### Exercise
Repeat exactly, and only, the lines from the one containing "Please indicate the moet" through the end of the records.

** Begin The data **

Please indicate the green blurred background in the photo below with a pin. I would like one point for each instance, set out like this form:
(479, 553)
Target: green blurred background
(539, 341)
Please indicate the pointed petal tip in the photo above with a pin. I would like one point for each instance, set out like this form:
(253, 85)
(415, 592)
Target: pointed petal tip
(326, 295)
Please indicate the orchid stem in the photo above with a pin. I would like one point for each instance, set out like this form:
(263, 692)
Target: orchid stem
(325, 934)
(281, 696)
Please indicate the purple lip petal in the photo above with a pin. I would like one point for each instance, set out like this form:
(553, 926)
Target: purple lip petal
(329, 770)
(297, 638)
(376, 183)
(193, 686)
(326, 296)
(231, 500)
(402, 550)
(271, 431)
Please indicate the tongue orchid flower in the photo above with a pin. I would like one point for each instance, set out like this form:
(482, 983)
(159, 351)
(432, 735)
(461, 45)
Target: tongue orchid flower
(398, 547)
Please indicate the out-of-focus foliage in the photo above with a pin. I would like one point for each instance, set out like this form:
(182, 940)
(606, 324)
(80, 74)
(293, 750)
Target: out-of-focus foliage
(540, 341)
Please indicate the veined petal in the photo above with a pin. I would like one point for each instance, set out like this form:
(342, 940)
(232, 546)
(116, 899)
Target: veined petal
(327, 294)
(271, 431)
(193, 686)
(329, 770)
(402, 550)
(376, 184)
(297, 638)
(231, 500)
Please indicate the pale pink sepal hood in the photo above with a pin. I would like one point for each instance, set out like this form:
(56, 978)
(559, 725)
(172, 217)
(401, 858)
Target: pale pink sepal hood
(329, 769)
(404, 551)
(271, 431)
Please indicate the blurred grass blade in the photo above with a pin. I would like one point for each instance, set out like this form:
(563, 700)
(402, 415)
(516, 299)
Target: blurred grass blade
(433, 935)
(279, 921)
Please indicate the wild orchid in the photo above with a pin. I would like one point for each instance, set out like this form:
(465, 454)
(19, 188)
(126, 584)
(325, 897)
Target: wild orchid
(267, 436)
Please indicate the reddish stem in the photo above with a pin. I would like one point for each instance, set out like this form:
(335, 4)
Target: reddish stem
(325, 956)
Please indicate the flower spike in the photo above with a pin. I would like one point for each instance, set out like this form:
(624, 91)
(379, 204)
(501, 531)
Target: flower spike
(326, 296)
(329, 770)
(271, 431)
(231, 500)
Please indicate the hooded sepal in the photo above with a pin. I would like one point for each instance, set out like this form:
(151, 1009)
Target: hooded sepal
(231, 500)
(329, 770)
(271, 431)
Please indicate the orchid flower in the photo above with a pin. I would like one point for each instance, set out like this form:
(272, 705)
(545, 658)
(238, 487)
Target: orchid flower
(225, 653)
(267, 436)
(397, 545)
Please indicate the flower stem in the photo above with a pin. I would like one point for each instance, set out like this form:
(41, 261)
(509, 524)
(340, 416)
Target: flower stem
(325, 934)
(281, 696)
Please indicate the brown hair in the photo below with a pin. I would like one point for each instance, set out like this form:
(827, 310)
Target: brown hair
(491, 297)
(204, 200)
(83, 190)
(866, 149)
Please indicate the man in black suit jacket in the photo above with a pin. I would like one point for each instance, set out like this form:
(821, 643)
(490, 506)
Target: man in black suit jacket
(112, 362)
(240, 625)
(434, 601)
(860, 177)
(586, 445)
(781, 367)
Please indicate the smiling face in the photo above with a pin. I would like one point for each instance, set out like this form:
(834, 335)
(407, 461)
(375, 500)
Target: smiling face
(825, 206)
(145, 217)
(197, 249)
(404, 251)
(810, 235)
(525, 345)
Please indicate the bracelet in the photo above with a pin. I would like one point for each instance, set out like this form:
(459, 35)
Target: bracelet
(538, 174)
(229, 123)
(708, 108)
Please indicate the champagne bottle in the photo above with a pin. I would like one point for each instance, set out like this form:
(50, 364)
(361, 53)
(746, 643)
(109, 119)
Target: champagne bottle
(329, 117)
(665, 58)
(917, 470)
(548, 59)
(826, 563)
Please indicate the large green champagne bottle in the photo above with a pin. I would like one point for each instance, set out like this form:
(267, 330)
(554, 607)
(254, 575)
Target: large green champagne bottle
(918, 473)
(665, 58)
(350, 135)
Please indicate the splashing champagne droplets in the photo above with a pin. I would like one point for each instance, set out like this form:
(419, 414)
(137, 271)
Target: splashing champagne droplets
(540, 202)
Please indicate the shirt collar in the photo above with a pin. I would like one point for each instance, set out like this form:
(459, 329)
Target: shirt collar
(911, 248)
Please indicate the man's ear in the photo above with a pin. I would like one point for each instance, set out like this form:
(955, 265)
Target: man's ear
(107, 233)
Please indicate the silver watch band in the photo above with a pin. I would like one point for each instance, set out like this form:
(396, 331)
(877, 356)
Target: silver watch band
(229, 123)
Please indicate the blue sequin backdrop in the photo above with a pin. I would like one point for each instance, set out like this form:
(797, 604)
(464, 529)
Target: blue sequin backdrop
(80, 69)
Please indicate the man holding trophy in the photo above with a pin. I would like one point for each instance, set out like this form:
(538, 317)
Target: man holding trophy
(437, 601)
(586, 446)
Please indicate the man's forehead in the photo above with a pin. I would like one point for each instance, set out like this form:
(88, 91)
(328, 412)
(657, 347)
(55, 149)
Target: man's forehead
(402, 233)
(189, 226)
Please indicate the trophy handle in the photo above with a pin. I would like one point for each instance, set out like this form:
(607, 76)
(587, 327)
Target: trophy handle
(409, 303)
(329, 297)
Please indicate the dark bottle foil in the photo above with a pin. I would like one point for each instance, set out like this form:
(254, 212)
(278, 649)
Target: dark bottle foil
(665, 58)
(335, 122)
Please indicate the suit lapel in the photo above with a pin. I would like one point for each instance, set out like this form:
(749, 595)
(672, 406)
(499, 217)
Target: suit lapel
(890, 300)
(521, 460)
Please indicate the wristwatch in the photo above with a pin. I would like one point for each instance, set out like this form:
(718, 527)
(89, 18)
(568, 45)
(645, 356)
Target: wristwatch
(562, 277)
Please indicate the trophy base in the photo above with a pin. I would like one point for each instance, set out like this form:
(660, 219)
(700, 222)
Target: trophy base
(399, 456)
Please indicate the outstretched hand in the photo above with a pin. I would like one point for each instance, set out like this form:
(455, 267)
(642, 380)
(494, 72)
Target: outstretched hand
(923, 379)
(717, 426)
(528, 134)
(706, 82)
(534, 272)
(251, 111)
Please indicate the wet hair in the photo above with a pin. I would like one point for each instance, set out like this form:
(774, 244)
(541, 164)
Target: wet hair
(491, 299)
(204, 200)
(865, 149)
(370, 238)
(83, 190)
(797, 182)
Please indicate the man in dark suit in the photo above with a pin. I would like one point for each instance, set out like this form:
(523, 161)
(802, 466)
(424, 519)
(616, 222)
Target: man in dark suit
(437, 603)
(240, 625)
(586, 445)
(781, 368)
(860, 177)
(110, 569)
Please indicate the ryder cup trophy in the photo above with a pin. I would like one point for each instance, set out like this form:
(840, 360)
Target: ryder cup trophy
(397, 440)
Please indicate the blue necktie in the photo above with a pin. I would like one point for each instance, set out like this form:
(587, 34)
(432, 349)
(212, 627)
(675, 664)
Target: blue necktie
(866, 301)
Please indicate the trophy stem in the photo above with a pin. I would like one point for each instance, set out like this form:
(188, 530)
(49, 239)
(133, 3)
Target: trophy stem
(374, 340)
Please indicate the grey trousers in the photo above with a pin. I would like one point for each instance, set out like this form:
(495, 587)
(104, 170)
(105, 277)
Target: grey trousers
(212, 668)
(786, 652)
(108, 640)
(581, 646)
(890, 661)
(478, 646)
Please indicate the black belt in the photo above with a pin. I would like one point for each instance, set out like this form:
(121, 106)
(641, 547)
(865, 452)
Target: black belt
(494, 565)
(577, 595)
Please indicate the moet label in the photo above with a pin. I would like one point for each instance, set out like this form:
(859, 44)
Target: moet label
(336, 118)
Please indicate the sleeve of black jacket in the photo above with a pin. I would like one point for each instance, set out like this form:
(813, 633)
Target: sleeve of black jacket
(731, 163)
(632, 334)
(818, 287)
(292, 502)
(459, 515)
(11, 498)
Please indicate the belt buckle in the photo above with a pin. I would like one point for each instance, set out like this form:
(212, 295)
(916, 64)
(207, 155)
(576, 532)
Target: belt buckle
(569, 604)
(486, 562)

** End The data **

### Answer to this problem
Please indicate the moet label in the photo above with a pin. I would like one point for each instance, set out like this form:
(859, 44)
Target: moet label
(336, 118)
Please indicate the sleeve of black jacket in the photo above with a pin. I would like one point for each instance, set out like this form:
(813, 633)
Target: sleeve of black jacket
(731, 163)
(632, 334)
(818, 287)
(292, 502)
(459, 515)
(11, 498)
Please indicate the belt buckle in the photo above with a pin. I would like one point for each instance, set out like this form:
(212, 295)
(916, 64)
(207, 155)
(576, 532)
Target: belt buckle
(569, 604)
(486, 562)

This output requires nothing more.